• Records shown:
--

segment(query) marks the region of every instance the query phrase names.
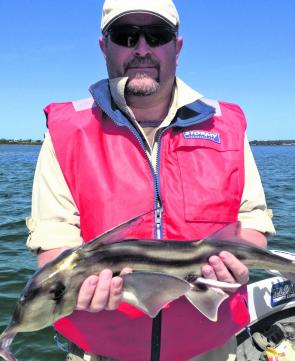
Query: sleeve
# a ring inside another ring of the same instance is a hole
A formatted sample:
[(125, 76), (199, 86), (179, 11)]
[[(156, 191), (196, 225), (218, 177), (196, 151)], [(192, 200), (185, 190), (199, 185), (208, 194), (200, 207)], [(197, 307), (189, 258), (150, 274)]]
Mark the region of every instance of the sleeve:
[(245, 186), (238, 219), (242, 228), (250, 228), (274, 235), (275, 229), (272, 223), (272, 210), (267, 209), (265, 194), (260, 175), (248, 142), (245, 137)]
[(82, 244), (80, 215), (55, 156), (49, 133), (36, 165), (32, 213), (26, 219), (32, 251)]

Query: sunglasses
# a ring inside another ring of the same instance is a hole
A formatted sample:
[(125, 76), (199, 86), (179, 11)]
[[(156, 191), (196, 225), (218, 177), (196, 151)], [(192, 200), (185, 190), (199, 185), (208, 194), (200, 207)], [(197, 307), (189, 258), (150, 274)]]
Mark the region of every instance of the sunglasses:
[(134, 48), (141, 34), (150, 47), (156, 48), (175, 38), (177, 30), (165, 25), (117, 25), (111, 26), (104, 36), (109, 35), (111, 41), (117, 45)]

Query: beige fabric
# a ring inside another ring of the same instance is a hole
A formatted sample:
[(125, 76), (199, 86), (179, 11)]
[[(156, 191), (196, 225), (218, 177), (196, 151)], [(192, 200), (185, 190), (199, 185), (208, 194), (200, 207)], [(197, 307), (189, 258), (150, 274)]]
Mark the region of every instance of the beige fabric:
[[(124, 98), (122, 99), (122, 95), (120, 96), (125, 83), (124, 78), (117, 79), (116, 82), (112, 83), (111, 89), (113, 89), (112, 94), (114, 94), (117, 105), (122, 111), (129, 113)], [(116, 86), (117, 91), (114, 90)], [(158, 129), (170, 124), (177, 109), (201, 97), (201, 94), (177, 79), (177, 87), (170, 110)], [(131, 113), (129, 115), (132, 116)], [(134, 116), (133, 122), (135, 122)], [(144, 130), (139, 124), (138, 128), (144, 134)], [(156, 145), (154, 145), (152, 153), (156, 154), (156, 151)], [(247, 138), (245, 138), (245, 188), (239, 220), (243, 228), (255, 229), (268, 234), (275, 232)], [(62, 175), (48, 133), (45, 135), (36, 166), (32, 214), (31, 217), (27, 218), (27, 227), (29, 229), (27, 246), (35, 251), (38, 249), (73, 247), (82, 243), (79, 211)]]
[[(80, 216), (47, 134), (36, 165), (27, 245), (38, 250), (82, 243)], [(62, 235), (62, 239), (61, 239)]]
[(239, 211), (243, 228), (275, 234), (272, 210), (267, 209), (263, 186), (247, 138), (245, 139), (245, 186)]
[(235, 337), (232, 337), (221, 347), (194, 357), (190, 361), (235, 361), (237, 359), (236, 352), (237, 340)]

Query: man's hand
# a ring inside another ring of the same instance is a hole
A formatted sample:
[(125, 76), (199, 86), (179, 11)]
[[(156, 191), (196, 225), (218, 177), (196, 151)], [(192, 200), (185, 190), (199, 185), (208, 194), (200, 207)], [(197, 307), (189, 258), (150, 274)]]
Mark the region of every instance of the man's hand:
[[(38, 255), (38, 265), (43, 267), (67, 248), (55, 248), (43, 251)], [(131, 268), (124, 268), (120, 273), (123, 276), (132, 272)], [(77, 310), (99, 312), (115, 310), (121, 301), (123, 291), (122, 277), (113, 277), (112, 271), (105, 269), (99, 275), (92, 275), (82, 283), (79, 291)]]
[(249, 270), (230, 252), (222, 251), (218, 256), (211, 256), (209, 264), (202, 267), (204, 278), (227, 283), (246, 284)]
[[(130, 272), (130, 268), (124, 268), (120, 275)], [(113, 277), (110, 269), (104, 269), (98, 276), (92, 275), (83, 282), (76, 310), (89, 312), (115, 310), (122, 299), (122, 291), (122, 277)]]
[[(266, 248), (267, 239), (263, 233), (254, 229), (242, 228), (239, 239), (241, 243), (253, 244)], [(228, 283), (246, 284), (249, 281), (249, 269), (232, 253), (222, 251), (218, 256), (209, 258), (209, 263), (201, 269), (204, 278)]]

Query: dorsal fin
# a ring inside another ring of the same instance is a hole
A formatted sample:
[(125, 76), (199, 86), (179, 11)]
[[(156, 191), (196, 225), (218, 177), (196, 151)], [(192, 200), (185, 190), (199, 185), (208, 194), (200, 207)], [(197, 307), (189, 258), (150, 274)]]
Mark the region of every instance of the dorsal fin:
[(213, 233), (208, 239), (213, 241), (236, 241), (241, 231), (241, 222), (232, 222)]
[(128, 219), (127, 221), (109, 229), (108, 231), (102, 233), (101, 235), (93, 238), (91, 241), (85, 243), (83, 245), (83, 248), (87, 248), (87, 250), (92, 250), (96, 248), (97, 245), (120, 242), (128, 238), (130, 232), (136, 227), (138, 227), (144, 221), (144, 217), (147, 214), (150, 214), (155, 211), (156, 209), (153, 209), (151, 211), (142, 213), (134, 218)]

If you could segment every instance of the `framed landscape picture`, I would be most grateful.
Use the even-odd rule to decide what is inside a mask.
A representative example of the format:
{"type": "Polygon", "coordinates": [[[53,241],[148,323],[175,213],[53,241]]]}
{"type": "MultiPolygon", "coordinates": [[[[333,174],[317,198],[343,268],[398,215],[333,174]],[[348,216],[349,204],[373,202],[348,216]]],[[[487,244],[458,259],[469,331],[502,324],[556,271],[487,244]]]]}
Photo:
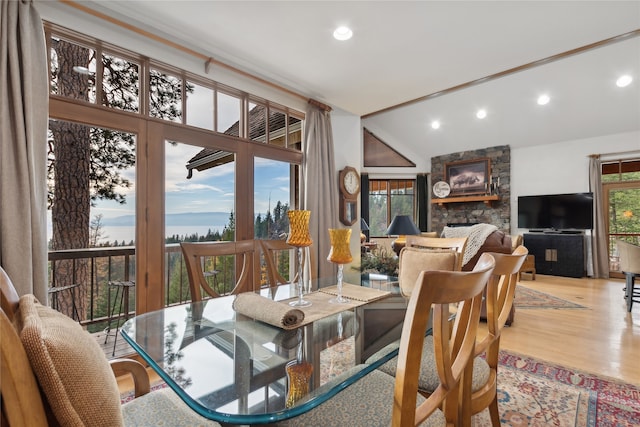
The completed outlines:
{"type": "Polygon", "coordinates": [[[488,158],[445,163],[445,180],[451,196],[486,194],[491,184],[491,160],[488,158]]]}

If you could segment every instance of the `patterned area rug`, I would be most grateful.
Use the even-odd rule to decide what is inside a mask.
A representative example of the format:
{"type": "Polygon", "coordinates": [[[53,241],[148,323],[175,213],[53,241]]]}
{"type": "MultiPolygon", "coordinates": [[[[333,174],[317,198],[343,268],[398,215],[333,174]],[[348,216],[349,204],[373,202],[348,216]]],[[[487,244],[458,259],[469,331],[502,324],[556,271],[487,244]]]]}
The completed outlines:
{"type": "MultiPolygon", "coordinates": [[[[323,351],[322,383],[353,366],[341,357],[352,345],[353,340],[347,339],[323,351]]],[[[636,385],[506,351],[500,352],[499,376],[502,426],[640,426],[640,387],[636,385]]],[[[152,390],[163,387],[164,383],[157,383],[152,390]]],[[[133,393],[121,398],[122,403],[128,402],[133,393]]],[[[490,427],[489,412],[475,415],[472,426],[490,427]]]]}
{"type": "MultiPolygon", "coordinates": [[[[640,387],[502,351],[502,426],[640,426],[640,387]]],[[[474,427],[491,426],[488,411],[474,427]]]]}
{"type": "Polygon", "coordinates": [[[516,308],[587,308],[522,285],[516,287],[516,297],[513,303],[516,308]]]}

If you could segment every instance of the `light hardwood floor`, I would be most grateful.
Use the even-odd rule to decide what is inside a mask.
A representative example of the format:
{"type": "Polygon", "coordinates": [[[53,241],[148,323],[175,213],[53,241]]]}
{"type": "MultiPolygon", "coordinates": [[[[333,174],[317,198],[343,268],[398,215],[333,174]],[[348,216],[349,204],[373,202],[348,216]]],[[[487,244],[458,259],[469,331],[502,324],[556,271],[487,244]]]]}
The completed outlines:
{"type": "Polygon", "coordinates": [[[640,385],[640,304],[627,312],[623,280],[538,274],[520,285],[588,308],[517,310],[502,349],[640,385]]]}

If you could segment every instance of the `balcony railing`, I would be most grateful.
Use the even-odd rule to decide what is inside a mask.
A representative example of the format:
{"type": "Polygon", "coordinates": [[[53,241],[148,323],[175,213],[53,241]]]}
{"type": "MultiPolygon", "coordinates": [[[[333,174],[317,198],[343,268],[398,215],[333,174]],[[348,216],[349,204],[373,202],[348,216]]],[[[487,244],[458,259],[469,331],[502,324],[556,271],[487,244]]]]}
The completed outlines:
{"type": "Polygon", "coordinates": [[[610,233],[609,234],[609,271],[620,271],[620,256],[618,255],[618,246],[616,240],[622,240],[640,245],[640,233],[610,233]]]}
{"type": "MultiPolygon", "coordinates": [[[[288,257],[288,255],[286,255],[288,257]]],[[[288,261],[288,260],[287,260],[288,261]]],[[[211,257],[205,260],[205,270],[215,271],[208,280],[221,294],[231,292],[235,283],[233,256],[211,257]]],[[[264,264],[264,262],[261,262],[264,264]]],[[[288,266],[288,262],[285,264],[288,266]]],[[[191,299],[189,278],[180,244],[165,245],[164,291],[165,306],[181,304],[191,299]]],[[[266,283],[265,268],[260,269],[260,283],[266,283]]],[[[98,332],[107,326],[109,310],[115,308],[114,318],[123,318],[118,312],[120,304],[116,293],[109,292],[109,282],[135,280],[135,247],[100,247],[69,249],[49,252],[49,286],[78,286],[72,292],[57,295],[57,309],[74,317],[73,301],[77,307],[79,321],[90,332],[98,332]]],[[[135,309],[135,292],[129,294],[130,315],[135,309]]],[[[51,301],[52,302],[52,301],[51,301]]],[[[50,302],[50,303],[51,303],[50,302]]],[[[124,304],[122,305],[124,306],[124,304]]],[[[113,319],[112,319],[113,320],[113,319]]],[[[113,324],[112,324],[113,327],[113,324]]]]}

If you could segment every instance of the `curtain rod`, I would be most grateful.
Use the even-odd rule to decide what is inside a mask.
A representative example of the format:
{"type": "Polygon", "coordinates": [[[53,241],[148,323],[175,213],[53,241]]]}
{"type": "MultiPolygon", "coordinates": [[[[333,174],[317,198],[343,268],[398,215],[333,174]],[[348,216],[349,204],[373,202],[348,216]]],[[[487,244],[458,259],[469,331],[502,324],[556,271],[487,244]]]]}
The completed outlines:
{"type": "Polygon", "coordinates": [[[222,61],[219,61],[219,60],[217,60],[217,59],[215,59],[215,58],[213,58],[211,56],[204,55],[204,54],[202,54],[200,52],[197,52],[197,51],[195,51],[195,50],[193,50],[191,48],[188,48],[186,46],[183,46],[181,44],[178,44],[176,42],[168,40],[168,39],[166,39],[164,37],[160,37],[157,34],[153,34],[150,31],[146,31],[146,30],[143,30],[142,28],[138,28],[135,25],[128,24],[128,23],[126,23],[124,21],[121,21],[121,20],[116,19],[116,18],[114,18],[112,16],[109,16],[106,13],[102,13],[102,12],[99,12],[97,10],[91,9],[90,7],[84,6],[84,5],[78,3],[75,0],[58,0],[58,1],[61,2],[61,3],[66,4],[67,6],[73,7],[74,9],[80,10],[80,11],[82,11],[84,13],[87,13],[89,15],[95,16],[96,18],[102,19],[103,21],[110,22],[110,23],[112,23],[114,25],[117,25],[119,27],[125,28],[125,29],[127,29],[129,31],[132,31],[132,32],[137,33],[137,34],[140,34],[140,35],[142,35],[144,37],[147,37],[147,38],[149,38],[151,40],[154,40],[156,42],[159,42],[159,43],[162,43],[164,45],[170,46],[170,47],[172,47],[172,48],[174,48],[176,50],[179,50],[179,51],[184,52],[184,53],[188,53],[191,56],[194,56],[194,57],[196,57],[198,59],[201,59],[201,60],[204,61],[204,71],[207,74],[209,74],[209,68],[211,67],[211,64],[215,64],[215,65],[217,65],[217,66],[219,66],[221,68],[226,68],[229,71],[232,71],[234,73],[240,74],[243,77],[247,77],[249,79],[255,80],[255,81],[257,81],[257,82],[259,82],[261,84],[264,84],[266,86],[269,86],[269,87],[271,87],[273,89],[277,89],[279,91],[288,93],[289,95],[295,96],[296,98],[299,98],[299,99],[302,99],[304,101],[310,102],[313,105],[316,105],[317,107],[320,107],[320,108],[324,109],[325,111],[331,111],[331,107],[328,106],[327,104],[323,104],[320,101],[316,101],[314,99],[307,98],[306,96],[301,95],[301,94],[299,94],[297,92],[294,92],[291,89],[287,89],[284,86],[280,86],[280,85],[278,85],[276,83],[270,82],[270,81],[268,81],[266,79],[263,79],[262,77],[255,76],[255,75],[253,75],[251,73],[248,73],[248,72],[246,72],[244,70],[241,70],[241,69],[236,68],[236,67],[234,67],[232,65],[226,64],[226,63],[224,63],[222,61]]]}
{"type": "Polygon", "coordinates": [[[624,156],[627,154],[640,154],[640,150],[630,150],[630,151],[617,151],[614,153],[600,153],[600,154],[589,154],[587,157],[608,157],[608,156],[624,156]]]}

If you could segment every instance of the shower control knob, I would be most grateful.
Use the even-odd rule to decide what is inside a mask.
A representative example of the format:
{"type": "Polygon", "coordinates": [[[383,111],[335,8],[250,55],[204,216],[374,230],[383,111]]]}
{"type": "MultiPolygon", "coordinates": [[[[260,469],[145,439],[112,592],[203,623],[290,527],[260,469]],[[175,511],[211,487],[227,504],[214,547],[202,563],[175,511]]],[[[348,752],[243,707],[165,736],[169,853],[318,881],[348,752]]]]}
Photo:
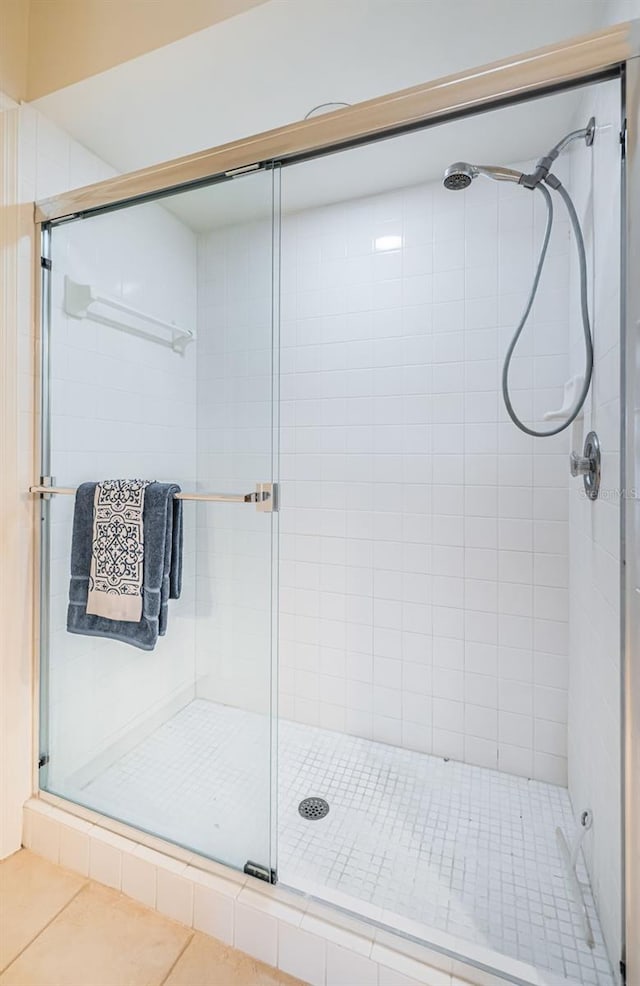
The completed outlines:
{"type": "Polygon", "coordinates": [[[569,468],[572,476],[582,476],[584,491],[589,499],[597,500],[600,489],[600,442],[595,431],[590,431],[585,438],[582,455],[571,453],[569,468]]]}
{"type": "Polygon", "coordinates": [[[585,455],[578,455],[577,452],[572,452],[569,456],[569,467],[572,476],[588,476],[593,468],[591,459],[587,459],[585,455]]]}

--

• What this task involves:
Reply with the number of lines in the entries that hold the word "most", and add no other words.

• Answer space:
6